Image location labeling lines

☆ ☆ ☆

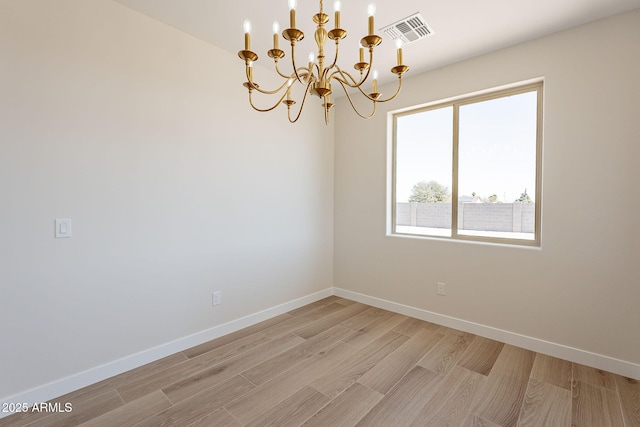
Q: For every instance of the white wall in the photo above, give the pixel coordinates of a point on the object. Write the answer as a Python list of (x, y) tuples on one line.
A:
[(143, 136), (581, 288)]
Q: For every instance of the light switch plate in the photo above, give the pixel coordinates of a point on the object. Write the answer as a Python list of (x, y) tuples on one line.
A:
[(63, 228)]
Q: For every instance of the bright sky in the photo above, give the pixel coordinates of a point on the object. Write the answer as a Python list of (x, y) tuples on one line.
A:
[(497, 152)]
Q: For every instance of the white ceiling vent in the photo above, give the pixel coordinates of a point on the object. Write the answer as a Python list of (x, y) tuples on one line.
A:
[(409, 30)]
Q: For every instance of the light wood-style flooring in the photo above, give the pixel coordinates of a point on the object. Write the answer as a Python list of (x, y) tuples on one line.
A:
[(341, 363)]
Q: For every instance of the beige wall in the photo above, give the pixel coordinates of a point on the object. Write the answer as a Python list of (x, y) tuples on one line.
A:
[(143, 136), (581, 288)]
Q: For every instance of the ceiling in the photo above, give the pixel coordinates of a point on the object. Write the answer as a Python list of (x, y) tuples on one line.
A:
[(462, 28)]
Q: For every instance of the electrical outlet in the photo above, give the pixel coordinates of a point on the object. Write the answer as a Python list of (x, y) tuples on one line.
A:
[(216, 298)]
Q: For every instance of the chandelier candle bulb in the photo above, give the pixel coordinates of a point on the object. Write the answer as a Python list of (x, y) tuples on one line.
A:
[(276, 30), (399, 46), (372, 11), (247, 34), (292, 13), (375, 81)]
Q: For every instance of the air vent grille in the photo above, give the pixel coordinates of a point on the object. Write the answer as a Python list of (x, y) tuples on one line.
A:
[(409, 30)]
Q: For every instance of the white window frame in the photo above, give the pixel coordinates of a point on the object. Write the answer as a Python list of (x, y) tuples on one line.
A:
[(456, 103)]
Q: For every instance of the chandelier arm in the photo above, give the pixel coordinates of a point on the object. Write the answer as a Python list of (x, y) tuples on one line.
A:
[(268, 109), (394, 95), (269, 92), (353, 105), (304, 99), (293, 62), (350, 77), (280, 73)]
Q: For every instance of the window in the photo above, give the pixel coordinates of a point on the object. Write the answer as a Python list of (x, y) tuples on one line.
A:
[(470, 168)]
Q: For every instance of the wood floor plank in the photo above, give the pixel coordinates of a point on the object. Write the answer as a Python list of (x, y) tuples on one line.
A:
[(502, 396), (595, 406), (88, 409), (200, 405), (343, 375), (481, 355), (281, 387), (594, 376), (552, 370), (293, 411), (234, 336), (476, 421), (363, 319), (346, 409), (301, 321), (410, 326), (133, 412), (219, 418), (446, 353), (374, 330), (202, 380), (451, 404), (383, 376), (331, 320), (370, 366), (629, 392), (262, 372), (545, 405), (190, 368), (404, 403)]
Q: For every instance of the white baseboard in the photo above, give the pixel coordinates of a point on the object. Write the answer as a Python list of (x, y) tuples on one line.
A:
[(82, 379), (599, 361)]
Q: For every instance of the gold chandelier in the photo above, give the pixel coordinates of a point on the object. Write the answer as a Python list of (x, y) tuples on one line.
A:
[(316, 76)]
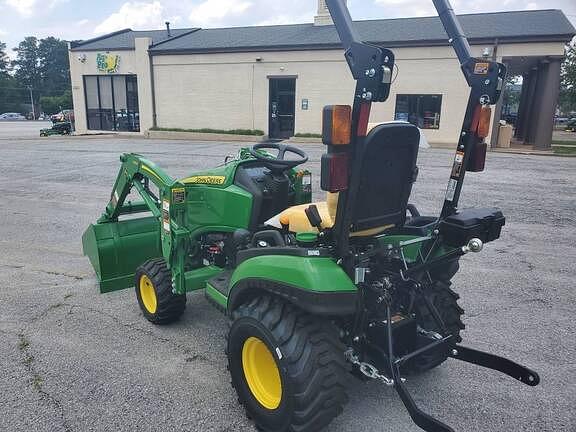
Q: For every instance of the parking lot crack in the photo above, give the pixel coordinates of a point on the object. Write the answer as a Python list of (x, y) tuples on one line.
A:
[(36, 379)]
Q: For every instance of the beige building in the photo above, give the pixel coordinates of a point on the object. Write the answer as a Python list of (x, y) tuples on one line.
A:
[(277, 78)]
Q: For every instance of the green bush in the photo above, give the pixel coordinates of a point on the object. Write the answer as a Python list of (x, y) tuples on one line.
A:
[(216, 131)]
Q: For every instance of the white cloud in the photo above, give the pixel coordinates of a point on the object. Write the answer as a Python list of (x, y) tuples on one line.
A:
[(53, 3), (211, 12), (135, 14), (23, 7)]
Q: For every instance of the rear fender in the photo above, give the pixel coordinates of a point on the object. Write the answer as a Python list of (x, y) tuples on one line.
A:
[(315, 284)]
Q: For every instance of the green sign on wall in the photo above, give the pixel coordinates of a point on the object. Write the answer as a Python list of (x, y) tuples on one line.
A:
[(107, 63)]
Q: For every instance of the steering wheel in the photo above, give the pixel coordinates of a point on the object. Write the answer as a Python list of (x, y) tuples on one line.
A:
[(278, 163)]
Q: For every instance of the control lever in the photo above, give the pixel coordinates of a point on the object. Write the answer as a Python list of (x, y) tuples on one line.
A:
[(313, 216), (474, 245)]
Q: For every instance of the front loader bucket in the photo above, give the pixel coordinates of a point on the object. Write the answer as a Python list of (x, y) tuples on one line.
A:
[(116, 249)]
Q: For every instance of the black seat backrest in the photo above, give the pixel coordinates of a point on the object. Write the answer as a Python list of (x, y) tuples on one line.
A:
[(388, 171)]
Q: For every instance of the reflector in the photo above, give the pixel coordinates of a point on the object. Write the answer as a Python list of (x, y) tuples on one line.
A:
[(336, 124)]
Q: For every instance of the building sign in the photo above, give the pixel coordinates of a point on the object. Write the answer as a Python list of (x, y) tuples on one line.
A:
[(107, 63)]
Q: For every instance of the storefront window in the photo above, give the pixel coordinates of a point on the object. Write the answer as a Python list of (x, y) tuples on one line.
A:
[(112, 103), (420, 110)]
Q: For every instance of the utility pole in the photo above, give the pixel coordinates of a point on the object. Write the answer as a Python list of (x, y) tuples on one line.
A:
[(32, 102)]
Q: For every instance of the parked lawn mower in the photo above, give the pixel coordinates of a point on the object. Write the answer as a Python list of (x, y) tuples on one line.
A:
[(358, 284), (58, 128)]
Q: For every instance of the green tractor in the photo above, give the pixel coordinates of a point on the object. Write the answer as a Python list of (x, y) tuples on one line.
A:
[(357, 285)]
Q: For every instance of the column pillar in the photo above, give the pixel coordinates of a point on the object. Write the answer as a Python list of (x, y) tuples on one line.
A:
[(550, 89), (519, 127), (534, 104)]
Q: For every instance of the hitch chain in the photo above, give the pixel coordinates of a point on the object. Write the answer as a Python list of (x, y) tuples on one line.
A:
[(368, 369)]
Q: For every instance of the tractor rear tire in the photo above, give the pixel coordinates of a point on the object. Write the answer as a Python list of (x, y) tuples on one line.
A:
[(154, 293), (446, 302), (287, 367)]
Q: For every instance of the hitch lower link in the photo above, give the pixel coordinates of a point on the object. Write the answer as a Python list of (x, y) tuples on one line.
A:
[(469, 355)]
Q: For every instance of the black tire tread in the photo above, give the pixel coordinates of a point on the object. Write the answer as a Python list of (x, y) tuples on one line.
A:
[(170, 306), (445, 299), (314, 357)]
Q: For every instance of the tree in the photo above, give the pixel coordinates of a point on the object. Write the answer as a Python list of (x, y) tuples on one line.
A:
[(27, 65), (567, 100)]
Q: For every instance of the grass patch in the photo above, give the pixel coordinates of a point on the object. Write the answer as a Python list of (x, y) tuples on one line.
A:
[(23, 342), (564, 151), (256, 132), (37, 382), (308, 135)]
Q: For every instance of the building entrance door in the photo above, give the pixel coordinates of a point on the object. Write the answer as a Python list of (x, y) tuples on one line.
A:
[(282, 108)]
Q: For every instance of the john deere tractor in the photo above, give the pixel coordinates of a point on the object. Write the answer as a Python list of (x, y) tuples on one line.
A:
[(316, 292)]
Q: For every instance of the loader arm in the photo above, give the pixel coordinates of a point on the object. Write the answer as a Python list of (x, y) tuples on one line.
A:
[(162, 234), (136, 172)]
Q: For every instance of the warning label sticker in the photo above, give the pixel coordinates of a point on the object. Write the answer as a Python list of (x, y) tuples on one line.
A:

☆ ☆ ☆

_Instruction_
Output every line above as a JSON list of strings, one string per line, skipping blank lines. Leave the pictures out.

_Task answer_
[
  "Q: For every instance of the white wall in the photo above, give the pixel coordinates of a point on the object. Write the answer as a Python list of (x, y) tuples on one line.",
  "A:",
  "[(143, 136), (581, 288)]",
  "Q: For every instance of the light switch plate in the photo above, give the pixel coordinates of a point on the object. Write the answer as a Python list of (x, y) tuples on one line.",
  "A:",
  "[(63, 228)]",
  "Q: For every instance of the bright sky in the photo above, give the pixel coordinates of a point on the object. Write the answer as a Python list of (x, y) tuples on one line.",
  "A:",
  "[(497, 152)]",
  "Q: For every instance of the white ceiling vent in the photo above, give the pixel coordinates of a point on the object. Write the answer as a Python list of (x, y) tuples on one line.",
  "A:",
  "[(409, 30)]",
  "Q: For every instance of the light wood-style flooring in the photo above, give the pixel coordinates of a point on the object. Write the answer as a Python list of (x, y) tuples on one line.",
  "A:",
  "[(341, 363)]",
  "Q: For every instance of the beige wall in the photo above, give the pixel coordinates of a point on the object. Write the answer as a Python list of (x, y) tuples on one line.",
  "A:",
  "[(143, 136), (581, 288)]",
  "Q: For every instance of the ceiling in the photo above, give the pixel coordinates of a point on the object. Write the answer as a Python list of (x, y) tuples on one line.",
  "A:",
  "[(462, 28)]",
  "Q: For every instance of the electrical outlet in the photo above, give the pixel coordinates of a point on the object. Write the answer as a Python list of (x, y) tuples on one line.",
  "A:",
  "[(216, 298)]",
  "Q: For every instance of the chandelier candle bulb in the photo above, give the pixel coordinates of a point on the object. Write the answer as a Python list of (x, y) tuples on one line.",
  "A:",
  "[(276, 30), (399, 46), (372, 11), (247, 34), (292, 13), (375, 81)]",
  "Q: For every instance of the air vent grille in the photo above, give the pixel coordinates of a point on the object. Write the answer as a Python list of (x, y) tuples on one line.",
  "A:",
  "[(409, 30)]",
  "Q: For every instance of the white window frame in the photo above, give the pixel coordinates of a point on the object. Write the answer as a Python list of (x, y) tuples on one line.",
  "A:",
  "[(456, 103)]",
  "Q: For every instance of the chandelier arm in the photo above, give the pixel coordinates of a point on the object. Write the answer as a Python list of (x, y) tuples on one line.",
  "A:",
  "[(268, 109), (394, 95), (269, 92), (353, 105), (304, 99), (293, 62), (350, 77), (280, 73)]",
  "Q: For every instance of the window in the photo above, give the pixel coordinates of a point on the object. Write the answer as a Python list of (x, y) tuples on one line.",
  "A:",
  "[(470, 168)]",
  "Q: For every instance of the wood floor plank in the photo above, give the pixel coordinates of a point on the object. Write the answer as a Python list of (x, y) tuples on one line.",
  "A:",
  "[(502, 396), (595, 406), (88, 409), (200, 405), (343, 375), (481, 355), (281, 387), (594, 376), (552, 370), (293, 411), (234, 336), (476, 421), (363, 319), (346, 409), (301, 321), (410, 326), (133, 412), (219, 418), (446, 353), (374, 330), (202, 380), (451, 404), (383, 376), (331, 320), (370, 366), (629, 392), (262, 372), (545, 405), (190, 368), (404, 403)]",
  "Q: For every instance of the white baseboard in the photo above, give the pixel coordinates of a point on the object. Write the answer as a Python list of (x, y) tuples on one line.",
  "A:",
  "[(82, 379), (599, 361)]",
  "Q: For every instance of the gold chandelier in the photo above, give the pixel coordinates of a point on the object. Write the answer as a Python list of (x, y) tuples on one line.",
  "A:",
  "[(316, 76)]",
  "Q: For every instance of the parking lot crack in the photo above, give the pixel coordinates of a point on the object. Write the answer as a Python list of (x, y) tuples on one line.",
  "A:",
  "[(36, 379)]",
  "Q: For every instance of the beige building in the photo above, give the pixel coordinates of a point on the object. Write the answer as a Python list of (x, y) tuples on one line.",
  "A:",
  "[(277, 78)]",
  "Q: For every instance of the green bush in the photo above, give the pixel coordinates of a point on the object. Write the answer as a Python list of (x, y) tuples on one line.",
  "A:",
  "[(216, 131)]",
  "Q: For every instance of the white cloud in the photo above, give the pixel coordinates of a point on the object. Write the answer as a Python list of (x, y) tuples on one line.",
  "A:",
  "[(53, 3), (211, 12), (135, 14), (23, 7)]",
  "Q: For every instance of the rear fender in the photo above, give the pixel coordinates of a point on the object. Write the answer as a Python list of (x, y) tuples on one line.",
  "A:",
  "[(315, 284)]",
  "Q: For every instance of the green sign on wall in the photo above, give the pixel coordinates of a point on the object. Write the answer as a Python list of (x, y) tuples on one line.",
  "A:",
  "[(107, 63)]",
  "Q: For every instance of the steering wheel in the photo above, give the pixel coordinates of a point on the object. Write the answer as a Python list of (x, y) tuples on one line.",
  "A:",
  "[(278, 163)]",
  "Q: For every instance of the control lever in the photo above, give the pixel coordinates of a point on the object. Write the answer as a Python list of (x, y) tuples on one line.",
  "A:",
  "[(313, 216), (474, 245)]",
  "Q: For every instance of the front loader bucket in the photo above, give the pixel coordinates of a point on the object. Write the answer as a Python list of (x, y) tuples on one line.",
  "A:",
  "[(116, 249)]",
  "Q: For every instance of the black seat backrest in the photo above, give the pixel coordinates of a point on the object. Write the answer as a Python list of (x, y) tuples on one line.",
  "A:",
  "[(388, 171)]",
  "Q: For every instance of the reflector in the photo above, give the pixel coordinates of a point on the object. Write the answer as a Python list of (x, y) tuples on one line.",
  "A:",
  "[(336, 124)]",
  "Q: For every instance of the building sign in the photo above, give the pixel coordinates of a point on the object. Write the answer as a Python list of (x, y) tuples on one line.",
  "A:",
  "[(107, 63)]",
  "Q: For every instance of the storefront window in the photo above, give the pixel coordinates of a point on the object. Write the answer as a Python list of (x, y) tuples on one line.",
  "A:",
  "[(112, 103), (420, 110)]",
  "Q: For every instance of the utility pole in the photo above, give the pixel coordinates of a point on the object. Write the answer as a Python list of (x, y) tuples on one line.",
  "A:",
  "[(32, 102)]",
  "Q: For every instance of the parked lawn mower in the photo above, give the pixel coordinates of a point on the object. Write the answer as a Python list of (x, y) tuples on one line.",
  "A:",
  "[(358, 284), (58, 128)]",
  "Q: For every instance of the green tractor in the photo above, give the pixel coordinates of a point on the object. Write the answer as a Python list of (x, y) tuples on one line.",
  "A:",
  "[(357, 285)]",
  "Q: For every instance of the column pillar in the photo above, give the pixel coordinates of a point on the object. Write the answer as a Python list of (x, y) tuples on one line.",
  "A:",
  "[(550, 89), (519, 127), (534, 104)]",
  "Q: For every instance of the hitch chain in the photo above, give the pixel coordinates of a point on the object. Write the answer as a Python list of (x, y) tuples on one line.",
  "A:",
  "[(368, 369)]",
  "Q: For every instance of the tractor rear tire in the photo above, give the pixel coordinates of a point on the object. Write the answer as a Python list of (x, y) tuples on one line.",
  "A:",
  "[(154, 293), (446, 302), (287, 367)]",
  "Q: For every instance of the hitch lower link in the photo above, give the pixel coordinates of a point on the object. Write the answer as a Python list of (x, y) tuples on one line.",
  "A:",
  "[(469, 355)]",
  "Q: For every instance of the black tire tread in the photo above, give the pixel coordinates of a point on the object. Write the answer as a Python list of (x, y) tuples on one line.",
  "A:",
  "[(170, 306), (445, 299), (314, 357)]",
  "Q: For every instance of the tree in the photo above, give the pixel coordinates of a point on the object. Write the answer as a Python list of (x, y) tuples on one line.",
  "A:",
  "[(27, 65), (567, 100)]",
  "Q: For every instance of the grass patch in the photo above, give the pixel coordinates of a point on the object. Write the answer as a Python list of (x, y) tuples on one line.",
  "A:",
  "[(23, 342), (564, 151), (256, 132), (37, 382), (308, 135)]",
  "Q: For every instance of the building entrance door in the photo above, give the pixel coordinates of a point on the object. Write the answer as a Python list of (x, y) tuples on one line.",
  "A:",
  "[(282, 108)]",
  "Q: For every instance of the john deere tractor in the photo above, give the pixel coordinates of a point on the object. Write the answer as a Python list of (x, y) tuples on one line.",
  "A:",
  "[(316, 292)]",
  "Q: For every instance of the loader arm in the photo above, give the pixel coordinates of a point on the object. Write the answer as a Python list of (x, y) tuples on one line.",
  "A:",
  "[(162, 234), (136, 172)]",
  "Q: For every instance of the warning label sticker in the photo above, give the pixel coordinates of a point on the object. Write the answer as a Python list of (x, y) tuples on one line.",
  "A:"
]